» **READING TEXT**:
####################

It has been reported that IL-6 acts on the target cells and promotes dimerisation of gp130, a signal-transducing subunit coupled with the IL-6 receptor (Reference Nelson, Ur and Gruol23,Reference Peng, Qiu, Lu and Wang28), which is confirmed in our experiments (Fig. 1b and c). The spinal cord neurons express IL-6 receptors and gp130 signal protein (Reference Yang, Wen and Ou29,Reference Kang30). In this study, anti-gp130 antibody blocked the inhibitory activity of IL-6 on glutamate-induced intracellular Ca2+ overload, indicating that the IL-6 receptor is involved in the neuroprotective effect of IL-6. Therefore, we deduce that the IL-6-induced inhibition of voltage-gated sodium activities is achieved through a receptor-mediated mechanism.
A spike was recorded using current-clamp technique in our experimental conditions. The threshold of the spike was stable in various experimental groups, in agreement with the stability of the voltage-dependent activation of the Na+ currents. The current-clamp recording data showed that IL-6 decreased the AP amplitude of neurons, in which Na+ currents were also inhibited. A large number of studies have indicated that IL-6 can reduce neuronal death via a reduction of Ca2+ entry into the neurons (Reference Nelson, Ur and Gruol23,Reference Georgene, Anthony and J Philip31). The reduction of AP amplitude may indirectly decrease the Ca2+ influx through voltage-gated Ca2+ channels during the spike, and thus protect the neurons from injury induced by Ca2+ overload. Excitotoxicity resulting from the excessive release of excitatory transmitters is involved in many CNS diseases and injuries (Reference Jabaudon, Scanziani, Gaähwiler and Gerber32,Reference Nishizawa33). The reduction of AP amplitude revealed that IL-6 may decrease the release of neurotransmitters from the presynaptic terminal.

####################

» **SUPPLIED MATERIAL**:
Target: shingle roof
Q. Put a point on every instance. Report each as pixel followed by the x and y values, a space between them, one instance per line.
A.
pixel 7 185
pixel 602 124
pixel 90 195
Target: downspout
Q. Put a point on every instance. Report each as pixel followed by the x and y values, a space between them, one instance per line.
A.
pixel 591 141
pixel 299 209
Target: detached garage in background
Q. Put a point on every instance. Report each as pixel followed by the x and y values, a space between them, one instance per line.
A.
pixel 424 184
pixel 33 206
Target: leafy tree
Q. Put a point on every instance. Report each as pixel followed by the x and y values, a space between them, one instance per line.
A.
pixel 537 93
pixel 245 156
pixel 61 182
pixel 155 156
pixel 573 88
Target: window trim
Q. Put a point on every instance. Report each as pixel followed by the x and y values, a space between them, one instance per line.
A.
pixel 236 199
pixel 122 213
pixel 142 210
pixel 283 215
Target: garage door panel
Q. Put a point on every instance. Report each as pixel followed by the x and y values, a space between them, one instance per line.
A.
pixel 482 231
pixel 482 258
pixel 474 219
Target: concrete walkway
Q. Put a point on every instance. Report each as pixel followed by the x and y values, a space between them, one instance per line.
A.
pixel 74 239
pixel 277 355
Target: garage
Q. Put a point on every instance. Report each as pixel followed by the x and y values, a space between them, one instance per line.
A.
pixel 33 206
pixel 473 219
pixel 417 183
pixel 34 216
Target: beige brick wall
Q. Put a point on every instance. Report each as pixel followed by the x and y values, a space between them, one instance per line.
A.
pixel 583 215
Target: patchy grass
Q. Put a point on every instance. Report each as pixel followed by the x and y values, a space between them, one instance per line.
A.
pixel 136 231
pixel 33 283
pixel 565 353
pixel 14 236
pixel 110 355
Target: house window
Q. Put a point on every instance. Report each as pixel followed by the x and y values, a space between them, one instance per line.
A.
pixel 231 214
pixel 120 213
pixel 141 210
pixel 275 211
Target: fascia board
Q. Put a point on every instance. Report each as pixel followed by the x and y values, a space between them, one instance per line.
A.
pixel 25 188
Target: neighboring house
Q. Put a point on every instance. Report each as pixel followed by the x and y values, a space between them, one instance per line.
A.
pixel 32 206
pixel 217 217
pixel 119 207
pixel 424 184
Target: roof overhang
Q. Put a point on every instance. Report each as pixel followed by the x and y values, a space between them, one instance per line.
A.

####################

» **TASK PROMPT**: Reproduce the part of the passage on IL-6 and spinal cord neurons starting at "It has been" and ending at "a receptor-mediated mechanism.".

» **ANSWER**:
It has been reported that IL-6 acts on the target cells and promotes dimerisation of gp130, a signal-transducing subunit coupled with the IL-6 receptor (Reference Nelson, Ur and Gruol23,Reference Peng, Qiu, Lu and Wang28), which is confirmed in our experiments (Fig. 1b and c). The spinal cord neurons express IL-6 receptors and gp130 signal protein (Reference Yang, Wen and Ou29,Reference Kang30). In this study, anti-gp130 antibody blocked the inhibitory activity of IL-6 on glutamate-induced intracellular Ca2+ overload, indicating that the IL-6 receptor is involved in the neuroprotective effect of IL-6. Therefore, we deduce that the IL-6-induced inhibition of voltage-gated sodium activities is achieved through a receptor-mediated mechanism.